Like most CEOs, a big part of Edward Horowitz’s job involves predicting the future. And besides death and taxes, he’ll tell you two things are certain: that the emerging digital publishing and entertainment market will be a multibillion-dollar industry within five years and, more importantly, that the companies that will have a prominent — and permanent — position within that industry are those that realize that the future lies not in code, chips, or CPUs, but in content.
Maybe that’s what you’d expect to hear from the chairman and CEO of the recently created Viacom Interactive Media division of iacom Inc., the New York-based entertainment conglomerate whose content assets include, among other things, cable TV properties such as MTV and Nickelodeon plus all of Paramount communications Inc., including Simon & Schuster, a handful of amusement parks, and vast film and TV vaults. Viacom acquired all this in February for $10.1 billion.
But let’s face it: His attitude would be hearsay to Silicon Valley, particularly coming from someone trying to “break into” the digital convergence world. But Horowitz, 47, isn’t interested in opening up shop in the Valley. He thinks the center of this new world will be New York. That’s where he thinks the content deals will be done. And that’s where he’s staying, in his office in Times Square.
VIM’s job, and Horowitz’s by extension, is — big surprise –to serve as the entrepreneurial and R&D spirit of Viacom and to use those assets as the basis for next-wave digital products, including CD ROM titles and interactive TV and on-line services.
What makes Horowitz confident about his predictions is the more than 20 years he’s spent working his way up through the once-fledgling cable TV industry. His career has taken him from a job designing and selling cable TV franchises to a 14-year stint at Home Box Office Inc. Along the way, he’s been named a visiting scholar at MIT’s Media Lab, served as chairman of the Federal Communications Commission’s committee that helped formulate the standard for high-definition television to be announced next year, an d won the National Cable Television Association’s President’s Award for his contributions to the cable industry.
He’ll tell you that what he’s learned while designing, implementing, and selling everything from microwave to satellite-based cable TV delivery systems and promoting everything from pay-per-view movies to MTV is that technology is just a means to an end. It’s not only how you deliver, but what you deliver — the kind and quality of content — that buys you an audience and a place in the market.

◆ PROBLEMS TO SOLVE:
[A] Please translate this sentence from the Horowitz profile into Spanish: "And that's where he's staying, in his office in Times Square."
[B] Answer these questions from the Horowitz profile:
(i) How much did Viacom pay for its acquisitions in February?
(ii) How old is Horowitz?
(iii) How long was his stint at Home Box Office Inc.?

◆ ITEMS:
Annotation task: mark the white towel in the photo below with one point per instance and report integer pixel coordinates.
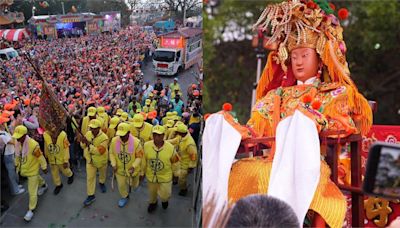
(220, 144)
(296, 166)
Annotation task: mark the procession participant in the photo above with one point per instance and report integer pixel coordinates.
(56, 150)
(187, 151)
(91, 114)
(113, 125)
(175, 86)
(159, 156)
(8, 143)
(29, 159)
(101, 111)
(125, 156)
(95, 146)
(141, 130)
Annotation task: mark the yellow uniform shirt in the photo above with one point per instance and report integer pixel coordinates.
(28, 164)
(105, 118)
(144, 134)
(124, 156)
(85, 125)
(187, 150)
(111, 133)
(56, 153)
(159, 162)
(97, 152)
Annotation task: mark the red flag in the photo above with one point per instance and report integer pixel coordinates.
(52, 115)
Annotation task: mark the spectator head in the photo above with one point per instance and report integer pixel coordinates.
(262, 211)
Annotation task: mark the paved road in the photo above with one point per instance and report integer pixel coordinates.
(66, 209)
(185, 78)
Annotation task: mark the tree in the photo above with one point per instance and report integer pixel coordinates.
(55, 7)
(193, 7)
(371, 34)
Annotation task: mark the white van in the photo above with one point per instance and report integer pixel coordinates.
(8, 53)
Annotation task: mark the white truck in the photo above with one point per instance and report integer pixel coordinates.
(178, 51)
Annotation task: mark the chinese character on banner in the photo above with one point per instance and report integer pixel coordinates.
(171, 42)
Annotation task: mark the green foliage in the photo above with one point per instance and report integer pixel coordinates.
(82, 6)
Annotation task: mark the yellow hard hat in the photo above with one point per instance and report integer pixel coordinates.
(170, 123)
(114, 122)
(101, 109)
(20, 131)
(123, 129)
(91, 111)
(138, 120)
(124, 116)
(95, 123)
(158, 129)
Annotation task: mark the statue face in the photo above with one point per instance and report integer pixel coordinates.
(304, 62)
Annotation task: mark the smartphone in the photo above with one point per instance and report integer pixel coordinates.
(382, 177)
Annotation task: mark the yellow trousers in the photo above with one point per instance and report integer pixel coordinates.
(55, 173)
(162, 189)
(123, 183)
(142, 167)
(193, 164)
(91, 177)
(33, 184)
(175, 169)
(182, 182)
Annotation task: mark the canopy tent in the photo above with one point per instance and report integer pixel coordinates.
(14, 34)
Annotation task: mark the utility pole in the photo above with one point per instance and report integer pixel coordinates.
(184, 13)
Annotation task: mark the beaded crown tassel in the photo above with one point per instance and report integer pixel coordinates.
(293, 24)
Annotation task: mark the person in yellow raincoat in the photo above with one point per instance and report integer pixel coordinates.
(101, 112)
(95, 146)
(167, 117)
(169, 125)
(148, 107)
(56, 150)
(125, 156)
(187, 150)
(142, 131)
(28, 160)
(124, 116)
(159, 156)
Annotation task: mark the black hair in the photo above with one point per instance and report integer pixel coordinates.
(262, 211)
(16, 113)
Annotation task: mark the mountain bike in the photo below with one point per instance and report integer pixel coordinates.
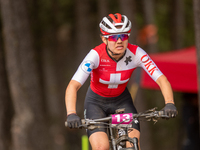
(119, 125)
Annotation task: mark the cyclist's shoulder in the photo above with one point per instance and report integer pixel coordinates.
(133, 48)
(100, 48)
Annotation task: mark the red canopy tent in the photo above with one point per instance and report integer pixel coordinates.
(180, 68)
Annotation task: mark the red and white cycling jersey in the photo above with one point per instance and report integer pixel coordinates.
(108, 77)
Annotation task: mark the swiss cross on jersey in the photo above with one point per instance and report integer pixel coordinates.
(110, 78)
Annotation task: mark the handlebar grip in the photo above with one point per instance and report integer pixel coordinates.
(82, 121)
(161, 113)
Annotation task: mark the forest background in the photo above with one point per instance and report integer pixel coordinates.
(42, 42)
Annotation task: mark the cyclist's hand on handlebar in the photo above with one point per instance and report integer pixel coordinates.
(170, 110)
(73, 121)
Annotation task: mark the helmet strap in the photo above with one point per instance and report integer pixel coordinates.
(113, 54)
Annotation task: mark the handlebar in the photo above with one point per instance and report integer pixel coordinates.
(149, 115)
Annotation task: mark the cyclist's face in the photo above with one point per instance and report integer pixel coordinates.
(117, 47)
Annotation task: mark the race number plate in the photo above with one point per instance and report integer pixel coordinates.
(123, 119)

◆ TASK-BY-TASK OUTPUTS:
[A] Y ahí es donde se queda, en su oficina de Times Square.

[B]
(i) $10.1 billion
(ii) 47
(iii) 14 years